(Coordinate annotation rows)
※ ※ ※

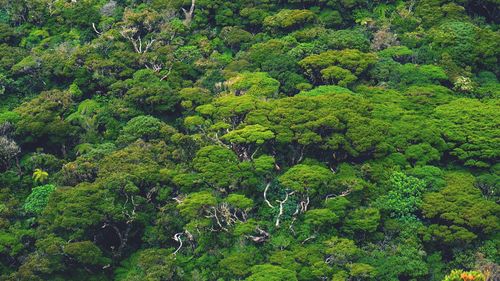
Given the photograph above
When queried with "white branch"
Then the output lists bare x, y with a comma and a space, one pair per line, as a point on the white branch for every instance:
282, 203
177, 238
265, 196
95, 29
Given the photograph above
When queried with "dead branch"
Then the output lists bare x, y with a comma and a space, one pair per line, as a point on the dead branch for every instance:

※ ※ ※

Task instructions: How many lines in the rows above contain the string "queried"? Case counts, and the reply should be only the number.

Solution to this problem: 2